** start **

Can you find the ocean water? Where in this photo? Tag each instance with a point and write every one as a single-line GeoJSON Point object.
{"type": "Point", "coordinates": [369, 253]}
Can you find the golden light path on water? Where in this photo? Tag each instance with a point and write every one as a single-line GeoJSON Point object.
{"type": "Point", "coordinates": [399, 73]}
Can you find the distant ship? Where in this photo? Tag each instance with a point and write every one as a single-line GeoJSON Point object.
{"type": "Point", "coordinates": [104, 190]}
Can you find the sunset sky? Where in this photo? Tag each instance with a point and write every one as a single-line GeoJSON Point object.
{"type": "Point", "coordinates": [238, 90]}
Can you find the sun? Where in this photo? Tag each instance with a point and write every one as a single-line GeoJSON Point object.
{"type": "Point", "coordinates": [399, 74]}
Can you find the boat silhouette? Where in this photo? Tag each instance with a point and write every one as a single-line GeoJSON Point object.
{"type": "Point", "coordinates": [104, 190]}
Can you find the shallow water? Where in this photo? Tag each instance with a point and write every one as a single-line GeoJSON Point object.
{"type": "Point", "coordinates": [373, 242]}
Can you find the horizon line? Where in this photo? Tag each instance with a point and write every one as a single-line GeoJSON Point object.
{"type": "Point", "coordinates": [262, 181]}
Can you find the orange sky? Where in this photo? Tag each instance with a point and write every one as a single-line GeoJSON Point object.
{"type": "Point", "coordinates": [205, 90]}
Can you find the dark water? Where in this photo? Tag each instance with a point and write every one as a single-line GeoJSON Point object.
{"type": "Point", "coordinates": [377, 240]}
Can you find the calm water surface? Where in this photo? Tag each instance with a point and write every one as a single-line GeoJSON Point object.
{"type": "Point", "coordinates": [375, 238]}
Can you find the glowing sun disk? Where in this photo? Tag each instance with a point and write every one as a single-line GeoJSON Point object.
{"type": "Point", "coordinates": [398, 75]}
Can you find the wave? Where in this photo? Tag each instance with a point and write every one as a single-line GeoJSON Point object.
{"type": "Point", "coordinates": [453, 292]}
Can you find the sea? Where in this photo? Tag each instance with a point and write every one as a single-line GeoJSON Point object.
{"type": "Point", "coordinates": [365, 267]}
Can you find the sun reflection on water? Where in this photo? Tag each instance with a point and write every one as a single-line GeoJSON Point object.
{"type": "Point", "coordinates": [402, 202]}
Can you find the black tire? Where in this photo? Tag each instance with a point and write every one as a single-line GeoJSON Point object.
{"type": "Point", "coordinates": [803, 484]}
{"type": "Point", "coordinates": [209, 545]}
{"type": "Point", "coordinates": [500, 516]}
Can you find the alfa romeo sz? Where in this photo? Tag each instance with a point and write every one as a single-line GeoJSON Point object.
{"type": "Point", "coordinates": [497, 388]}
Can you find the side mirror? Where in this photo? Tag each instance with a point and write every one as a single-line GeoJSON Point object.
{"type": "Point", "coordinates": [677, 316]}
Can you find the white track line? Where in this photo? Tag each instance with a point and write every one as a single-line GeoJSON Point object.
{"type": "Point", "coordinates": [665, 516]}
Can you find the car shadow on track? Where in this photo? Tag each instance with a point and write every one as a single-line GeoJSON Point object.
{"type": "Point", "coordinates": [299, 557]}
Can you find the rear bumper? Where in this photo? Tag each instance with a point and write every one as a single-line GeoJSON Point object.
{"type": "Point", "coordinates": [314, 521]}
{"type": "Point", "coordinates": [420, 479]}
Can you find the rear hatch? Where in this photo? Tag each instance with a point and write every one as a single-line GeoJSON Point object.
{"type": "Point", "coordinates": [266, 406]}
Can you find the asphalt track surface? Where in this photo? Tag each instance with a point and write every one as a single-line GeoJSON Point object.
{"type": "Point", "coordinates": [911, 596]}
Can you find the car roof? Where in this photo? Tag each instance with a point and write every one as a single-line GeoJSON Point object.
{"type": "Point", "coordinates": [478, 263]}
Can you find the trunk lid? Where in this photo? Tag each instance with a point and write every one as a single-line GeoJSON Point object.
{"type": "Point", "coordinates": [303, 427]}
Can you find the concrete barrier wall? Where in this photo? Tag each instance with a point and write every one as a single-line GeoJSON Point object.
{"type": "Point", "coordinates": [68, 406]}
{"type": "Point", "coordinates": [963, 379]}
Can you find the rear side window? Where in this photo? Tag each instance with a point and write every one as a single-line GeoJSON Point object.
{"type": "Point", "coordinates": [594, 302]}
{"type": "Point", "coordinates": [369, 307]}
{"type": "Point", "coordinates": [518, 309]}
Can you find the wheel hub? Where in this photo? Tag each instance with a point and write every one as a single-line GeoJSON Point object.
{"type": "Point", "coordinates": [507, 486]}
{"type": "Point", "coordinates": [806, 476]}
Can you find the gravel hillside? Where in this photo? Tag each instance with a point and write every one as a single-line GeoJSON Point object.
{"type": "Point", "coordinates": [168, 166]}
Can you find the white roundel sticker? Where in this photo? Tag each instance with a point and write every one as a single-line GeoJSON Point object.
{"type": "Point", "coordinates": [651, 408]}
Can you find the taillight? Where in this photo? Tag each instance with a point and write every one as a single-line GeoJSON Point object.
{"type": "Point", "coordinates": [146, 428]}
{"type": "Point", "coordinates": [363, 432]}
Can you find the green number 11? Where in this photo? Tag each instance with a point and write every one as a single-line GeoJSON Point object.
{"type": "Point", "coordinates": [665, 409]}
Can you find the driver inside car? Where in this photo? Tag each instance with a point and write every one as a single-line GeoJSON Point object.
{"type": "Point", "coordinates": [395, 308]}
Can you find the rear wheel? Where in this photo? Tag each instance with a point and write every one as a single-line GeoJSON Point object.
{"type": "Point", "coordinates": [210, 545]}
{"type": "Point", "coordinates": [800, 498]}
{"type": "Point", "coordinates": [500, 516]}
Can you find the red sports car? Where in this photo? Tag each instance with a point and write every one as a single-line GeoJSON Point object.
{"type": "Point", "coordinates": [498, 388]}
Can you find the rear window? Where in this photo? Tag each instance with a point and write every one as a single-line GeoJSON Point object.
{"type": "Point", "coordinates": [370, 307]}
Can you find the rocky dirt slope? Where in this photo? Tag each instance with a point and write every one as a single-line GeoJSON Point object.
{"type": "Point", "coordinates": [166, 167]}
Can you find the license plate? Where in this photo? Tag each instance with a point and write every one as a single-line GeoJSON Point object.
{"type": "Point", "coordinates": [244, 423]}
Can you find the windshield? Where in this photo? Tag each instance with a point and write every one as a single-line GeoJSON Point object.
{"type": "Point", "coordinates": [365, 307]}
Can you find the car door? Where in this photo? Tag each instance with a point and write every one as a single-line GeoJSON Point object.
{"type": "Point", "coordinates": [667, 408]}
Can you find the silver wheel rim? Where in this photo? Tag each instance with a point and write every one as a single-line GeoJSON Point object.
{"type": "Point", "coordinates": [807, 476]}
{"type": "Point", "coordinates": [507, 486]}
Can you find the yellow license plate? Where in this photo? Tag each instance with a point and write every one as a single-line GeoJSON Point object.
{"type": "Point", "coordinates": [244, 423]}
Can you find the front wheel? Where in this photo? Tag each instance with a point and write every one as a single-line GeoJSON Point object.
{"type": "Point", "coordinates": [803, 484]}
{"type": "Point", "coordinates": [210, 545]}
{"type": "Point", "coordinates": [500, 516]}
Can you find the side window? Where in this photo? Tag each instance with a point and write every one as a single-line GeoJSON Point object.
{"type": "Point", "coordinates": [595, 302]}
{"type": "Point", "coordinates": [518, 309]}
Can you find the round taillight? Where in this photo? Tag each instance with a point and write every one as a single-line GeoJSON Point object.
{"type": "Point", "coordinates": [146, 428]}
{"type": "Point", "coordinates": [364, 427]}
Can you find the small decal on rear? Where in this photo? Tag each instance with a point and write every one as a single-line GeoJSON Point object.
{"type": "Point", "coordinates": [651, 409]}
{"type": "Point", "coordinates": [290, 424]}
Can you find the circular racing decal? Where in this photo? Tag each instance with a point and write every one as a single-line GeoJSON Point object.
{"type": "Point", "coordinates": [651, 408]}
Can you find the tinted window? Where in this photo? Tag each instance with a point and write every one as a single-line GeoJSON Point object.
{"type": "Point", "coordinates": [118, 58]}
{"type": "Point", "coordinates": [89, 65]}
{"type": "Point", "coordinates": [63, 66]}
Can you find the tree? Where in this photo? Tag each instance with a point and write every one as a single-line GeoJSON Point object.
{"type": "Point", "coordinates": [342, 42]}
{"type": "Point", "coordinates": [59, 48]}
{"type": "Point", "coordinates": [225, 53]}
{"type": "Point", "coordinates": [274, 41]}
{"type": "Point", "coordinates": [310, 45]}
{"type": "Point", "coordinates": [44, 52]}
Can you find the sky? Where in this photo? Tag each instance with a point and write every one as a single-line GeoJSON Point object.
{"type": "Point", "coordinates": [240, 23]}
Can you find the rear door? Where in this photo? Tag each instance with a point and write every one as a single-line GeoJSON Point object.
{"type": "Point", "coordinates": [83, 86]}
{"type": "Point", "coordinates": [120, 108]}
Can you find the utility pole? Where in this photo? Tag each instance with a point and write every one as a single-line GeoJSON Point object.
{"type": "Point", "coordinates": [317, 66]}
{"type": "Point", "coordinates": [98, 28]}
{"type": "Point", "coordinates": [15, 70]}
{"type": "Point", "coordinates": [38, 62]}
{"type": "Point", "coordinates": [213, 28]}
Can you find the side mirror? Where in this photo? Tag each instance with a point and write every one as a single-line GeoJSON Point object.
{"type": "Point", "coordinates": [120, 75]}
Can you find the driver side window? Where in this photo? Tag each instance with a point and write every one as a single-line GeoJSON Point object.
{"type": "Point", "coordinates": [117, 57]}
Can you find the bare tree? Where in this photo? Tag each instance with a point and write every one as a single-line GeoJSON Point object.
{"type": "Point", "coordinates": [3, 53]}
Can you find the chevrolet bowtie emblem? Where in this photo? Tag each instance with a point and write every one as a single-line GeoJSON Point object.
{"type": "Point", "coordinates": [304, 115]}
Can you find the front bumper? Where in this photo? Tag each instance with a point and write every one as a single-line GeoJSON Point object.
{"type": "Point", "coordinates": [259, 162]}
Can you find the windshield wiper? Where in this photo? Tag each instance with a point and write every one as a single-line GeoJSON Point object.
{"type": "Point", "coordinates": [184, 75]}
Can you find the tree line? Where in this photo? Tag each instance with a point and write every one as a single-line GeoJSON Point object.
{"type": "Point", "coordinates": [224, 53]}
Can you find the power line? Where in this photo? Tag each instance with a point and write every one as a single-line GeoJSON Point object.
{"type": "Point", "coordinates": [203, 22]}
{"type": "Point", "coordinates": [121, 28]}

** end **

Extract every line from the one containing "Can you find the bare" through the last line of the data, inclusive, exactly as written.

• [Complete response]:
Can you find the bare tree? Where in this photo? Tag each instance with a point and write every one as a single-line GeoJSON Point object.
{"type": "Point", "coordinates": [3, 53]}
Can you find the chevrolet bowtie emblem? Where in this photo? Tag each instance with a point and write every one as a single-line GeoJSON Point object.
{"type": "Point", "coordinates": [304, 115]}
Can you find the front bumper? Where in this photo? Tag each instance with a point and write every one as a single-line GeoJSON Point object.
{"type": "Point", "coordinates": [259, 162]}
Can you find the windshield wiper? Where in this photo? Tag each instance with a point and write every one as a single-line GeoJSON Point object.
{"type": "Point", "coordinates": [184, 75]}
Can you find the tree line? Where in this photo? Tag each instance with a point and write every one as a single-line GeoJSON Point object.
{"type": "Point", "coordinates": [224, 53]}
Can you find the power line? Where in this photo? Tag each instance with a point and write every one as a single-line GeoJSON Point object.
{"type": "Point", "coordinates": [203, 22]}
{"type": "Point", "coordinates": [121, 28]}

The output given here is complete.